__DIRECTION__.
Arrange the entire listing below as a Markdown table with the columns No. and Line. Give each non-blank line its own numbered row and omit blank lines.

Data items
[start]
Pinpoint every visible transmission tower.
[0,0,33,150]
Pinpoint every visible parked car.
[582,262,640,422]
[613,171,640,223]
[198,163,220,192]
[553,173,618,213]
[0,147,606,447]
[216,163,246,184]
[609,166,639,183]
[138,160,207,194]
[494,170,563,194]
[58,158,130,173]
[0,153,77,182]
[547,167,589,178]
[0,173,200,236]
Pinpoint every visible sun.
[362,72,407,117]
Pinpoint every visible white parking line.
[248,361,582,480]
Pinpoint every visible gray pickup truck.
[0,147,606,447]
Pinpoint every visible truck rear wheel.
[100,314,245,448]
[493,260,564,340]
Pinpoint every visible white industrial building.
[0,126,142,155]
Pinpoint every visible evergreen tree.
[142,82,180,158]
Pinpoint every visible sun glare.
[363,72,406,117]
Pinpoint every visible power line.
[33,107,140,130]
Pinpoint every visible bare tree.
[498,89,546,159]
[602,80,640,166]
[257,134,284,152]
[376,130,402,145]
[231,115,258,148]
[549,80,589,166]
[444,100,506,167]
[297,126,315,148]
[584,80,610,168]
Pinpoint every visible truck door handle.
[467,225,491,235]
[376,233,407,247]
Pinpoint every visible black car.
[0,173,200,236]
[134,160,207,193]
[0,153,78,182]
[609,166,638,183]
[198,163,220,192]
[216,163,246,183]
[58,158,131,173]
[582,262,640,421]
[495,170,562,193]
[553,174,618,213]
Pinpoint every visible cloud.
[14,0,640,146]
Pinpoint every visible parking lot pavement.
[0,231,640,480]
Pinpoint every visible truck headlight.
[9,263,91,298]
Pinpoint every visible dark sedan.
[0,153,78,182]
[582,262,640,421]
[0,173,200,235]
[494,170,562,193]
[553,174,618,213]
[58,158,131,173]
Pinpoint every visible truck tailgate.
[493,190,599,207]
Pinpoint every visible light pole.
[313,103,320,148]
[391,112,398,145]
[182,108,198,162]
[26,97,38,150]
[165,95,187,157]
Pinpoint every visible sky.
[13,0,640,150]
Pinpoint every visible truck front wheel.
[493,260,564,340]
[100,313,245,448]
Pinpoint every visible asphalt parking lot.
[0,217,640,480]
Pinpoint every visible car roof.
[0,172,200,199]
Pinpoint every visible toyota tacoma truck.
[end]
__FULL OUTPUT__.
| No. | Line |
|---|---|
| 1 | Pinpoint every visible transmission tower. |
| 2 | [0,0,33,150] |
| 3 | Pinpoint every visible parked car. |
| 4 | [582,262,640,422] |
| 5 | [613,171,640,223] |
| 6 | [198,163,220,192] |
| 7 | [553,173,618,213] |
| 8 | [0,147,606,447] |
| 9 | [216,163,246,184] |
| 10 | [609,166,639,183] |
| 11 | [138,160,207,194] |
| 12 | [494,170,563,194] |
| 13 | [58,158,130,173] |
| 14 | [0,153,77,182] |
| 15 | [547,167,589,178] |
| 16 | [0,173,200,236] |
| 17 | Pinpoint every visible sun. |
| 18 | [362,72,407,117] |
| 19 | Pinpoint every visible white parking line. |
| 20 | [248,361,582,480] |
| 21 | Pinpoint every visible gray pickup truck. |
| 22 | [0,147,606,447] |
| 23 | Pinpoint every visible truck rear wheel. |
| 24 | [100,314,245,448] |
| 25 | [493,260,564,340] |
| 26 | Pinpoint every visible white industrial building. |
| 27 | [0,126,142,155] |
| 28 | Pinpoint every visible evergreen tree. |
| 29 | [142,82,180,158] |
| 30 | Pinpoint every visible sun glare. |
| 31 | [363,72,406,117] |
| 32 | Pinpoint every visible power line. |
| 33 | [33,107,140,130] |
| 34 | Pinpoint every visible bare tree. |
| 35 | [498,89,546,159] |
| 36 | [602,80,640,166] |
| 37 | [257,134,284,152] |
| 38 | [376,130,402,145] |
| 39 | [231,115,258,148] |
| 40 | [549,80,589,166] |
| 41 | [444,100,506,167] |
| 42 | [297,126,315,148] |
| 43 | [584,80,610,168] |
| 44 | Pinpoint every visible truck door handle. |
| 45 | [467,225,491,235] |
| 46 | [376,233,407,247] |
| 47 | Pinpoint every visible black car. |
| 48 | [0,173,200,236] |
| 49 | [134,160,207,193] |
| 50 | [0,153,78,182] |
| 51 | [609,166,638,183] |
| 52 | [198,163,220,192] |
| 53 | [216,163,246,183] |
| 54 | [58,158,131,173] |
| 55 | [582,262,640,421] |
| 56 | [495,170,562,193] |
| 57 | [553,174,618,213] |
| 58 | Pinpoint every visible cloud. |
| 59 | [14,0,640,146] |
| 60 | Pinpoint every visible parking lot pavement. |
| 61 | [0,231,640,480] |
| 62 | Pinpoint every visible truck headlight. |
| 63 | [9,263,91,298] |
| 64 | Pinpoint every visible dark sedan. |
| 65 | [0,153,78,182] |
| 66 | [582,262,640,421] |
| 67 | [0,173,200,235] |
| 68 | [494,170,562,193] |
| 69 | [553,174,618,213] |
| 70 | [58,158,131,173] |
| 71 | Pinpoint every visible truck tailgate. |
| 72 | [493,190,599,207] |
| 73 | Pinpoint every visible light pole. |
| 74 | [313,103,320,148] |
| 75 | [391,112,398,145] |
| 76 | [182,108,198,162] |
| 77 | [26,97,38,150] |
| 78 | [165,95,187,157] |
| 79 | Pinpoint every visible sky. |
| 80 | [13,0,640,150] |
| 81 | Pinpoint every visible truck front wheel. |
| 82 | [493,260,564,340] |
| 83 | [100,313,245,448] |
| 84 | Pinpoint every visible asphalt parking lot. |
| 85 | [0,217,640,480] |
| 86 | Pinpoint every visible car roof. |
| 87 | [0,172,200,199] |
| 88 | Pinpoint every visible toyota tacoma truck. |